─── SUPPLIED DATA ───
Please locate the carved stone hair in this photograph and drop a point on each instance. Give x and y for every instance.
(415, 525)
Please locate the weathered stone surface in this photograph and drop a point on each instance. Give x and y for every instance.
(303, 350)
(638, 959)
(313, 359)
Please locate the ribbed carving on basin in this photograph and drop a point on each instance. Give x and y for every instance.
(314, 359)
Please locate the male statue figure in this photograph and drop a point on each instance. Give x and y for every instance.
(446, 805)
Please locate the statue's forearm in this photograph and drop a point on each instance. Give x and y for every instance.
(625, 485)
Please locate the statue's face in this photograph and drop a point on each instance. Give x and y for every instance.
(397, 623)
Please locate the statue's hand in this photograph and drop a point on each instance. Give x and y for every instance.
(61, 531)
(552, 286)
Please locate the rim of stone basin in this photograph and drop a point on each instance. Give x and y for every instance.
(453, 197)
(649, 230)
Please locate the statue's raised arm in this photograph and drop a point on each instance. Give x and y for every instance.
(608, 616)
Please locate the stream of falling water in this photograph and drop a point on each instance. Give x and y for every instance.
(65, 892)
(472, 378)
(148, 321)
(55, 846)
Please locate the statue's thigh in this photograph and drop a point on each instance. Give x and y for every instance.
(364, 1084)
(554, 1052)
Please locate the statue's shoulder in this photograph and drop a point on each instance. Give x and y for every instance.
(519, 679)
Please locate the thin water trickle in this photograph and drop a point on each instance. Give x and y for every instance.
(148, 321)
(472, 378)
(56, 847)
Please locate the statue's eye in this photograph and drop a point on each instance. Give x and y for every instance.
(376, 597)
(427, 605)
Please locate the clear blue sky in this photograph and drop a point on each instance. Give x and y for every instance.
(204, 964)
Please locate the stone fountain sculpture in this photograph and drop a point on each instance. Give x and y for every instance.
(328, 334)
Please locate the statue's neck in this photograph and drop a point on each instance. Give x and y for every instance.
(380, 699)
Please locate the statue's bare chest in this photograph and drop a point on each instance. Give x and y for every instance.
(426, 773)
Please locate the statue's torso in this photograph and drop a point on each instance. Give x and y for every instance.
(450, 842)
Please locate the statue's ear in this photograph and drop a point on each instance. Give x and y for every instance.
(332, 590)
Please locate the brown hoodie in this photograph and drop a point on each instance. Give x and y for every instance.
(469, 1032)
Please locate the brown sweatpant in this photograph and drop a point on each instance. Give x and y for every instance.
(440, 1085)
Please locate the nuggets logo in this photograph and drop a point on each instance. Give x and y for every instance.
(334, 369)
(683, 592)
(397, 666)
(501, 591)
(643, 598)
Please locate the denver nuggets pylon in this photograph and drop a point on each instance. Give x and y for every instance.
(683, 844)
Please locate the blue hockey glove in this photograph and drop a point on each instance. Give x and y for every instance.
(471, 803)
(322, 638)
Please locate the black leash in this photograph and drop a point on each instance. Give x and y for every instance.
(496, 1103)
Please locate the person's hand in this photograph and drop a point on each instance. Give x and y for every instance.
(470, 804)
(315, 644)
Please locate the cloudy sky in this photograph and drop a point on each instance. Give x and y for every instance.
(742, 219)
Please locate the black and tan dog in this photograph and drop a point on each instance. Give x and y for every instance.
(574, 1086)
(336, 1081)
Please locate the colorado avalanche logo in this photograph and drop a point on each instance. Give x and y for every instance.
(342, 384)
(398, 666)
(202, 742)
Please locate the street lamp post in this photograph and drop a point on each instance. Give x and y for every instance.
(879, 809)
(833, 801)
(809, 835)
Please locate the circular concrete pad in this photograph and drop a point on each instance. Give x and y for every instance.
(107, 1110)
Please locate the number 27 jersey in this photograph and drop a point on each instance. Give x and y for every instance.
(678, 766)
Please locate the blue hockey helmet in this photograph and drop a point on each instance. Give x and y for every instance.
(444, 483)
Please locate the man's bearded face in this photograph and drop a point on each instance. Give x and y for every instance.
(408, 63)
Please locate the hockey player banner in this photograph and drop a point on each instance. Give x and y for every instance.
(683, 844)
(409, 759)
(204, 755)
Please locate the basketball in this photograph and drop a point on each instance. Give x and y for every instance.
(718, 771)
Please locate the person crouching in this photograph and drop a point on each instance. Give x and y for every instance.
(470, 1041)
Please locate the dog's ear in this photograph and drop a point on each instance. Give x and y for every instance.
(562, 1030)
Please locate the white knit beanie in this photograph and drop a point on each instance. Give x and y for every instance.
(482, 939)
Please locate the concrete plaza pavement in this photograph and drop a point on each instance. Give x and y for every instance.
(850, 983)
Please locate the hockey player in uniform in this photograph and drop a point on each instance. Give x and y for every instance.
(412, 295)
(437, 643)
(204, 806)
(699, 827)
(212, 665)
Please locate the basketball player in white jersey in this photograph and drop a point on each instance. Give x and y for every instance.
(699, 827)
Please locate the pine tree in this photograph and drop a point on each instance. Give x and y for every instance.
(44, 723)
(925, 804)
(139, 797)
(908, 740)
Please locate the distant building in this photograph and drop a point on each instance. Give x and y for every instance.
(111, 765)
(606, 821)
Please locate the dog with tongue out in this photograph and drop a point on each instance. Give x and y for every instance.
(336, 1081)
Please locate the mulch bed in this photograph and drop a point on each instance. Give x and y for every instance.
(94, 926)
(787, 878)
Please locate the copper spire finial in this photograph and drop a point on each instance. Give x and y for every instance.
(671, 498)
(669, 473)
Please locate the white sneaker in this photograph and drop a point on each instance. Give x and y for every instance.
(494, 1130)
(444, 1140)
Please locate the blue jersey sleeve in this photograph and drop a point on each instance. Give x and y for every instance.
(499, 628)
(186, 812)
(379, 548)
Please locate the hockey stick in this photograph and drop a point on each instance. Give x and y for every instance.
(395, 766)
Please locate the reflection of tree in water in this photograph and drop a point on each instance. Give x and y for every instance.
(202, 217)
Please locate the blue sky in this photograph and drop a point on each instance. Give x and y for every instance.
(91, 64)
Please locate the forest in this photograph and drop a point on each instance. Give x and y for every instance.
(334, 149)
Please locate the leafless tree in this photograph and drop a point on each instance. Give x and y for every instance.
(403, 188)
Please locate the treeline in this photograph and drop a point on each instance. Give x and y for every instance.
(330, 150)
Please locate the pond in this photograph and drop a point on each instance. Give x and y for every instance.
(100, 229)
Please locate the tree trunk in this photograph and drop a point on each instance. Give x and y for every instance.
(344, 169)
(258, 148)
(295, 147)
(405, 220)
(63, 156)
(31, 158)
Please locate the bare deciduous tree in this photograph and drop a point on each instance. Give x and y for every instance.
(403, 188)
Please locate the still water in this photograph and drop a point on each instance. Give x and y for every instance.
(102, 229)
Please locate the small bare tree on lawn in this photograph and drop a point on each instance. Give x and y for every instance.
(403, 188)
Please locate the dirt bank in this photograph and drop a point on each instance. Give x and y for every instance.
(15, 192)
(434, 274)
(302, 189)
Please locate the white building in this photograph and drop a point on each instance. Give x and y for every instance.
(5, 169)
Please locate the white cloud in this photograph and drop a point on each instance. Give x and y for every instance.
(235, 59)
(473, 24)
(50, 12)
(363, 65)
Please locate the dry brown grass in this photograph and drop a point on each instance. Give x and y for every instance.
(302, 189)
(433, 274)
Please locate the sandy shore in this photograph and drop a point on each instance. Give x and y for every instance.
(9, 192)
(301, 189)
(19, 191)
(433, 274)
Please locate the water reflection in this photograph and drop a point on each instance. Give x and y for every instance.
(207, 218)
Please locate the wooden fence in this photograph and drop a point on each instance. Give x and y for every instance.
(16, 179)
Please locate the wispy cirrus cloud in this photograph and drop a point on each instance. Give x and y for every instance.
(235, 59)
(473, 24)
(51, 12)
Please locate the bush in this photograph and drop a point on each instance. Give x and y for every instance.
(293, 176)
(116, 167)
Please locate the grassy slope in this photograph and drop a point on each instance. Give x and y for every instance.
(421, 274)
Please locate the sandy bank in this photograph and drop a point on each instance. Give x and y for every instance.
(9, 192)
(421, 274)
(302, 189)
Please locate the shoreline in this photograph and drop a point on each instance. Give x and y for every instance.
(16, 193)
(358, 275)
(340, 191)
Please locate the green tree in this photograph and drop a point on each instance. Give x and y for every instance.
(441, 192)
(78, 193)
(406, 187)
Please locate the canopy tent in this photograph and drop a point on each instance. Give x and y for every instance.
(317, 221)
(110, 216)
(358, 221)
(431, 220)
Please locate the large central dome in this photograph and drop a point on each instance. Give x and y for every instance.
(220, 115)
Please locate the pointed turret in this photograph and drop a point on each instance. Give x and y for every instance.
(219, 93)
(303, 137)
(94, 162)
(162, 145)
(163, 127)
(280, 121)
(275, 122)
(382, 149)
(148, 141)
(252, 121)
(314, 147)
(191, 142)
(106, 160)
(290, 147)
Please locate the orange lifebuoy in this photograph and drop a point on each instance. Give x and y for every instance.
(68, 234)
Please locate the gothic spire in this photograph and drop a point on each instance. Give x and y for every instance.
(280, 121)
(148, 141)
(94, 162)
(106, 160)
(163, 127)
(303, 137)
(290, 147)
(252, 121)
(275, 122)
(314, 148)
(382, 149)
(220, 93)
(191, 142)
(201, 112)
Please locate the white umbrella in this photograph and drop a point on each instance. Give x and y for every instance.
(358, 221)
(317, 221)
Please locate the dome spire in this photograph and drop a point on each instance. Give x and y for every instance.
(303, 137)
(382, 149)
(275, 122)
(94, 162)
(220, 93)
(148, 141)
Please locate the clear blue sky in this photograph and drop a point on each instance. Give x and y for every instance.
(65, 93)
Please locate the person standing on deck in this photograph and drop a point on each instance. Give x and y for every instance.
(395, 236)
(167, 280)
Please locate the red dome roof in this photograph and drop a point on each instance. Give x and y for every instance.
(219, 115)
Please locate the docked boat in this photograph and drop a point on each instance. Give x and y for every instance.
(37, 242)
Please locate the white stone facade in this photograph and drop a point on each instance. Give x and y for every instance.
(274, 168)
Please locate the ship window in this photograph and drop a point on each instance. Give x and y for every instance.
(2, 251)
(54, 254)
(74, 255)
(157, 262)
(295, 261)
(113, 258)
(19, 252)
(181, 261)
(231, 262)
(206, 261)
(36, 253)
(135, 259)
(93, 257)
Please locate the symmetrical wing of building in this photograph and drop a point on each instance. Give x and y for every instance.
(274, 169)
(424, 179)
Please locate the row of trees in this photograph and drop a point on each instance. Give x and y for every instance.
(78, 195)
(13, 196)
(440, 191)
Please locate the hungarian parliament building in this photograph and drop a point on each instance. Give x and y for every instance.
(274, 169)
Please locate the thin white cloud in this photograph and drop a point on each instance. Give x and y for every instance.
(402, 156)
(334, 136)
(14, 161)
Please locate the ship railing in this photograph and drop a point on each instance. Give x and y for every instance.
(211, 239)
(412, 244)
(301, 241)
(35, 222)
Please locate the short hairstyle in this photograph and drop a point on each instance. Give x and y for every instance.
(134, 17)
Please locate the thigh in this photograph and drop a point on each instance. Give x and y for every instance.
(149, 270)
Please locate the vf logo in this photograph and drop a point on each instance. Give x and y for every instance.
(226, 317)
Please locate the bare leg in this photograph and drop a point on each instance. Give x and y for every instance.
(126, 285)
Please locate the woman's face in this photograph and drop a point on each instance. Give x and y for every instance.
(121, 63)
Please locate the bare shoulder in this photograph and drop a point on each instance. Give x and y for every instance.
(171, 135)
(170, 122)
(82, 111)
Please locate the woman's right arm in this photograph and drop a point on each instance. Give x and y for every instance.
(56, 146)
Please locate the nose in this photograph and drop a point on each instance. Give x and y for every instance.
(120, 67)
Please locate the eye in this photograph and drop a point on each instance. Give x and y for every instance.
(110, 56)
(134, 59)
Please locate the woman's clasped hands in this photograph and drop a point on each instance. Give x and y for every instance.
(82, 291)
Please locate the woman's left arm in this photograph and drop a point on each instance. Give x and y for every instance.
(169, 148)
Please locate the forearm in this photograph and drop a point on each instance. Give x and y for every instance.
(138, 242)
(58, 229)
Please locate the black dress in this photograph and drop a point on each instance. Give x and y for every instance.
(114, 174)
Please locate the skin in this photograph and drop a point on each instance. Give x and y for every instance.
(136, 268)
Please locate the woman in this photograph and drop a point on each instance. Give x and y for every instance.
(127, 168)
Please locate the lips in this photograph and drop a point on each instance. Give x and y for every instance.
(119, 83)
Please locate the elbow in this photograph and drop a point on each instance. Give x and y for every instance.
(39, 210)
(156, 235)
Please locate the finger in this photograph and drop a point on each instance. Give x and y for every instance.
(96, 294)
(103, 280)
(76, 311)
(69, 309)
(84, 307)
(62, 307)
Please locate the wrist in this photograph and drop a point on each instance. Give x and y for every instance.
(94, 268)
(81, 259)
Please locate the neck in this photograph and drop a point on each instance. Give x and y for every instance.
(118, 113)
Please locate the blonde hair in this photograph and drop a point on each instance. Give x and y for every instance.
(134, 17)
───
_WHAT IS REQUIRED:_ Repeat exactly the lines above from the line that contains "Please locate the lips" through the end. Include both of these ends; leave out everything else.

_OUTPUT BELOW:_
Please locate the lips in this photograph and drop a point on each instance. Give x and y for every instance.
(119, 83)
Please locate the elbow in this photograph and drop a point on each instance. Give x and y for every instance.
(39, 210)
(156, 235)
Please locate the finger in this photograph and drop a point on each instance. Give x and y for every instance.
(96, 294)
(103, 280)
(76, 311)
(69, 309)
(84, 307)
(62, 307)
Please locate the wrist in this photograph and drop a point on each instance. Give x and y for every instance.
(94, 268)
(81, 259)
Please locate the neck in this photograph and drop a point on each instance. Give x and y for every instance.
(118, 113)
Please locate the blonde hair in this photograph and drop a point on each instance. Give x and y for every instance.
(134, 17)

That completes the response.